- Problem
Count the lines of the records below that contain the string "fixture" and reply with only that number.

"""

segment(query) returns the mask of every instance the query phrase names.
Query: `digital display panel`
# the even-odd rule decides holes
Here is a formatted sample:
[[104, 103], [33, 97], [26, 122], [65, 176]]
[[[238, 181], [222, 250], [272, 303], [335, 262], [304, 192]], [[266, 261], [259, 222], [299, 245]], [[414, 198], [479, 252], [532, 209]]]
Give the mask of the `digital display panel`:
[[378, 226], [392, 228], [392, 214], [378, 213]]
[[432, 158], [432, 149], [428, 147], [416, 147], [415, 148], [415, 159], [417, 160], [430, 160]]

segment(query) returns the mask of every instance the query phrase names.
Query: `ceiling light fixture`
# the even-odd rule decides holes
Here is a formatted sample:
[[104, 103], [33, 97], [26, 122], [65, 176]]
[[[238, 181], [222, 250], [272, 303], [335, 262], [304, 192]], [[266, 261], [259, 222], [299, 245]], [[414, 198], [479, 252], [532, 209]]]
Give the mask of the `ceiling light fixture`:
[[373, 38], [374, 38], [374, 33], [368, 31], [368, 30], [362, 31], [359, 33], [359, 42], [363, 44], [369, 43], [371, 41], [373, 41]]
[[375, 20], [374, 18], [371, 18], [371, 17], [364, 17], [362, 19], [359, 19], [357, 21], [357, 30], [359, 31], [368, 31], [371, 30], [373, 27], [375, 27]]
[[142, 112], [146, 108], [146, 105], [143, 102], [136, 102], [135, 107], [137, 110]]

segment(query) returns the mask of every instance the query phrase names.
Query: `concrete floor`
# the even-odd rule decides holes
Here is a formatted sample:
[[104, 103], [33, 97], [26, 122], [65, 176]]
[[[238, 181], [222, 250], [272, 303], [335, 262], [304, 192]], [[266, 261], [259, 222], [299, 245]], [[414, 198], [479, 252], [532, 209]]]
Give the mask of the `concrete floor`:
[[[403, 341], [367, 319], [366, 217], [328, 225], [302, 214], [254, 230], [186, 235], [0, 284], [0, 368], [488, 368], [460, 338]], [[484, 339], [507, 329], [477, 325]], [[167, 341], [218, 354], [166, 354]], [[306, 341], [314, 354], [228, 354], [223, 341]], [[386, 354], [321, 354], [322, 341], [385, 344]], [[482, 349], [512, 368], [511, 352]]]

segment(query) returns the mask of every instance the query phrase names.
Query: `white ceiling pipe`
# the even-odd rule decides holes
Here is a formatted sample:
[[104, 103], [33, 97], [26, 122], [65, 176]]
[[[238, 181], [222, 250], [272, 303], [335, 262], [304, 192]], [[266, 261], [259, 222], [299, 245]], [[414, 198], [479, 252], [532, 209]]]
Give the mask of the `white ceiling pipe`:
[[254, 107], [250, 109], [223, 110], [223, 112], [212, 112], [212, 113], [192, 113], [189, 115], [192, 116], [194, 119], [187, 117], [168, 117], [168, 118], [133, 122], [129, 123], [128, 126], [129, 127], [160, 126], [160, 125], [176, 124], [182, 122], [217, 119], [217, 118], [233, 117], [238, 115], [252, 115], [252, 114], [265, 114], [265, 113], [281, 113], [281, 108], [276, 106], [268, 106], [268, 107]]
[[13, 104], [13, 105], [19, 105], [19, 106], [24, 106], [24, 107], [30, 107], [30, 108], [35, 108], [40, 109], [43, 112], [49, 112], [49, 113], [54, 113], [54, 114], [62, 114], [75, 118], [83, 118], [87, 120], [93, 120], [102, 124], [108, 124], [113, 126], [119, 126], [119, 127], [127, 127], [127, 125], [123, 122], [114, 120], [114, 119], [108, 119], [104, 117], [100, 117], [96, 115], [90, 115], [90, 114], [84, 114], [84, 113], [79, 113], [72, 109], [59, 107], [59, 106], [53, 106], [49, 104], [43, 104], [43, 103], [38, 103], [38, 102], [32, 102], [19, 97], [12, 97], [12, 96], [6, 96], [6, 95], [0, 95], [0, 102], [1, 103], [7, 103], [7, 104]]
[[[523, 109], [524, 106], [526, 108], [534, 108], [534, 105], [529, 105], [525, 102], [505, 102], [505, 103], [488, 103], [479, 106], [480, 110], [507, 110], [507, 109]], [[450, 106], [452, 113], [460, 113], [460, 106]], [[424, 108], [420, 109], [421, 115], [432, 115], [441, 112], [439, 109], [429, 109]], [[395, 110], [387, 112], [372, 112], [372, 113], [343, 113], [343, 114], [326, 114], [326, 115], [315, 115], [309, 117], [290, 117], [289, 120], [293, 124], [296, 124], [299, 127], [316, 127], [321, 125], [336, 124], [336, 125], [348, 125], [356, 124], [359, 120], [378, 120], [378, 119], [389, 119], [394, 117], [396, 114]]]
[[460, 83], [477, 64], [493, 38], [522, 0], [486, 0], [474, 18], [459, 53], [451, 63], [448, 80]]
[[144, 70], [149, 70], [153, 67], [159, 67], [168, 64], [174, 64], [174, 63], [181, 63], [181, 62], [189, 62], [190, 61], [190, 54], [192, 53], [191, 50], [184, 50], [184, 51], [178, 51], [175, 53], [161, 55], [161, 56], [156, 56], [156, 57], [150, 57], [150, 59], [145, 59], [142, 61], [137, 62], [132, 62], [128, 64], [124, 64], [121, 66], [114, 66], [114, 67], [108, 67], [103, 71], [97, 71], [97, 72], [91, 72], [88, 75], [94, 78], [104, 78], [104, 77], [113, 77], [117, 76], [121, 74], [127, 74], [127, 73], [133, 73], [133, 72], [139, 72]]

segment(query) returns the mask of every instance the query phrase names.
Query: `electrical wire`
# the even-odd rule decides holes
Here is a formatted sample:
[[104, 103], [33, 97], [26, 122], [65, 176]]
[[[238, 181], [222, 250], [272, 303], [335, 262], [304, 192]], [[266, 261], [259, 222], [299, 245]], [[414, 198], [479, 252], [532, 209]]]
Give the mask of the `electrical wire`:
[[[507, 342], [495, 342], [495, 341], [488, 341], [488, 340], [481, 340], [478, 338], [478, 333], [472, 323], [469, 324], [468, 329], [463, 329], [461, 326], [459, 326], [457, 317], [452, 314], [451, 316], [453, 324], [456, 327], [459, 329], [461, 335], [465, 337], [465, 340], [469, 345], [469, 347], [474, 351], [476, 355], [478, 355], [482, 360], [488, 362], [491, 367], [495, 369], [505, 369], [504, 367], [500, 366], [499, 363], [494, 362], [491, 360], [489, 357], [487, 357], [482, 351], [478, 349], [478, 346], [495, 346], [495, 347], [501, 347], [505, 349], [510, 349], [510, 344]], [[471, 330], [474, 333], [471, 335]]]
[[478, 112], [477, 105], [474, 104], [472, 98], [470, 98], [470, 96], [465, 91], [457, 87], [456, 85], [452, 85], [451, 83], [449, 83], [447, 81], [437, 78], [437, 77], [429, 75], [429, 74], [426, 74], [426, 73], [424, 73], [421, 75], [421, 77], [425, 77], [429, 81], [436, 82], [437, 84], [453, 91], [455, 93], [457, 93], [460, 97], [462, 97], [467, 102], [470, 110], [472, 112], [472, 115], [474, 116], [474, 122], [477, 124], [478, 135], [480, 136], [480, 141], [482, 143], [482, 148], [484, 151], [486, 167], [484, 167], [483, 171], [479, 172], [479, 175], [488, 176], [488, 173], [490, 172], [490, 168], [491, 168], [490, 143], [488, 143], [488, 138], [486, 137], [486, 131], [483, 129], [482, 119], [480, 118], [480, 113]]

"""
"""

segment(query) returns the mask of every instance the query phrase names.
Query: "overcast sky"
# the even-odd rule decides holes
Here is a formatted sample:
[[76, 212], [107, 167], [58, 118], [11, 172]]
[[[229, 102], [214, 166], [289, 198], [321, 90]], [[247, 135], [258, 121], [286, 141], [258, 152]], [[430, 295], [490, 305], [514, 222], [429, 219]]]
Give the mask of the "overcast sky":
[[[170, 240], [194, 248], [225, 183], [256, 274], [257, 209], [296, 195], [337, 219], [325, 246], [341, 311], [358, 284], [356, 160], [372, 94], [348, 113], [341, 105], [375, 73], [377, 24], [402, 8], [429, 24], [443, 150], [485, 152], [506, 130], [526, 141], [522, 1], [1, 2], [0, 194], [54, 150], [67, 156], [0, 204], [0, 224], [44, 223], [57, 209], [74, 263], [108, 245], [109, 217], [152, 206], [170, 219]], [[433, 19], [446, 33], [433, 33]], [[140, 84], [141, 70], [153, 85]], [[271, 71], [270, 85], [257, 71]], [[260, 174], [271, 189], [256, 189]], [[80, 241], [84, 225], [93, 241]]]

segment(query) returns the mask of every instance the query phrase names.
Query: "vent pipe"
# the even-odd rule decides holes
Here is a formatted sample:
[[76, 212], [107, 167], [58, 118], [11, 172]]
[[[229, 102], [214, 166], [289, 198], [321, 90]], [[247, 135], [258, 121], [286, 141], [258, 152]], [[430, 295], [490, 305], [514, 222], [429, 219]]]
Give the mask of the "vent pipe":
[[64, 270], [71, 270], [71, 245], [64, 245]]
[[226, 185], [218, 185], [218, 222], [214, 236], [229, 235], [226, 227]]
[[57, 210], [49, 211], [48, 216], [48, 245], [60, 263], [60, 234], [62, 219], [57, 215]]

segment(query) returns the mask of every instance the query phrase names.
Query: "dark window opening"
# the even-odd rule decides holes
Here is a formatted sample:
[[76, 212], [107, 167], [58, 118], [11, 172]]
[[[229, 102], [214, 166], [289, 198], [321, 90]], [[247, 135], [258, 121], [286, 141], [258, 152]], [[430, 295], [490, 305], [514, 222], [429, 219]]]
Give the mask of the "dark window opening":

"""

- Correct answer
2